# start of EXERCISE DATA
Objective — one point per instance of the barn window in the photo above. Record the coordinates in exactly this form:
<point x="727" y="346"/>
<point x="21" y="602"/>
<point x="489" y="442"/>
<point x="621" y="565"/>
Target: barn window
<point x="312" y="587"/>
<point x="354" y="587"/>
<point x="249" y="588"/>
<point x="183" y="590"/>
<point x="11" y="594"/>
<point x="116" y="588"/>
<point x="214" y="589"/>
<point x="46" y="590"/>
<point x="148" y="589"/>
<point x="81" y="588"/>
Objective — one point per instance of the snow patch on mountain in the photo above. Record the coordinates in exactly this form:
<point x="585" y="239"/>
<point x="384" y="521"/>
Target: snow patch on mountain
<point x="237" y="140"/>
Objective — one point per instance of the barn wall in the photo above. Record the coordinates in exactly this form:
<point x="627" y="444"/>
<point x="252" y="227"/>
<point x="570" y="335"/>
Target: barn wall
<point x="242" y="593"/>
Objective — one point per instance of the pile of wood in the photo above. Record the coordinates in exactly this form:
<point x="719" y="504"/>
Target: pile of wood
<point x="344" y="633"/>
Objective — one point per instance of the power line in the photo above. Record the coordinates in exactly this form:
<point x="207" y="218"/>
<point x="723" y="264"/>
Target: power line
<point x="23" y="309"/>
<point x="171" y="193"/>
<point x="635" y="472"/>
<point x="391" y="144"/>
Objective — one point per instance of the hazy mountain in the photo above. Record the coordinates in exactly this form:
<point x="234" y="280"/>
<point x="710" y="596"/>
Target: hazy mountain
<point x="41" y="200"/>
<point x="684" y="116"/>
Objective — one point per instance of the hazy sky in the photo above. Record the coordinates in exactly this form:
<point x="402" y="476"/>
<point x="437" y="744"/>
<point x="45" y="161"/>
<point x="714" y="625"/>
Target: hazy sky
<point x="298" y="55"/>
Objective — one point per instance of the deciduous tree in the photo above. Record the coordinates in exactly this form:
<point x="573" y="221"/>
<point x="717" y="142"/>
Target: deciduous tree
# end of EXERCISE DATA
## WHAT THE EXERCISE ASKS
Copy out all of the entries above line for line, with no changes.

## WORKED ANSWER
Objective — one point per instance of the barn window in the photo above. Record the coordinates in exactly this form:
<point x="727" y="346"/>
<point x="21" y="602"/>
<point x="489" y="442"/>
<point x="621" y="565"/>
Target: barn window
<point x="312" y="587"/>
<point x="354" y="587"/>
<point x="249" y="588"/>
<point x="183" y="590"/>
<point x="11" y="594"/>
<point x="116" y="588"/>
<point x="214" y="589"/>
<point x="46" y="590"/>
<point x="148" y="589"/>
<point x="81" y="588"/>
Objective — one point per instance of the snow patch on mountain in the photo above. Record the coordinates in exactly this form:
<point x="585" y="239"/>
<point x="384" y="521"/>
Target: snow patch on mountain
<point x="237" y="140"/>
Objective — one point per instance of the barn wall in the photo above. Record the coordinates in exactly this form:
<point x="627" y="444"/>
<point x="252" y="227"/>
<point x="570" y="335"/>
Target: barn wall
<point x="242" y="593"/>
Objective — one point per instance of the pile of wood in the photo above. Record the coordinates in exactly this form:
<point x="719" y="504"/>
Target: pile of wood
<point x="344" y="633"/>
Objective — one point per instance of the power line in the photo above. Record the coordinates in exactly this form:
<point x="207" y="218"/>
<point x="723" y="264"/>
Target: power line
<point x="23" y="309"/>
<point x="171" y="193"/>
<point x="635" y="472"/>
<point x="391" y="144"/>
Objective — one point per instance of the hazy mountain in the photo above. Record the coordinates in exactly this form:
<point x="234" y="280"/>
<point x="710" y="596"/>
Target: hazy mountain
<point x="41" y="200"/>
<point x="684" y="116"/>
Objective — one point per instance of the hazy sky in the photo above. Record the coordinates in exactly this form:
<point x="402" y="476"/>
<point x="437" y="744"/>
<point x="45" y="161"/>
<point x="714" y="625"/>
Target: hazy sky
<point x="298" y="55"/>
Objective — one point per instance of the deciduous tree in the photo above. Record the coordinates in exactly this form:
<point x="573" y="221"/>
<point x="717" y="142"/>
Target: deciduous tree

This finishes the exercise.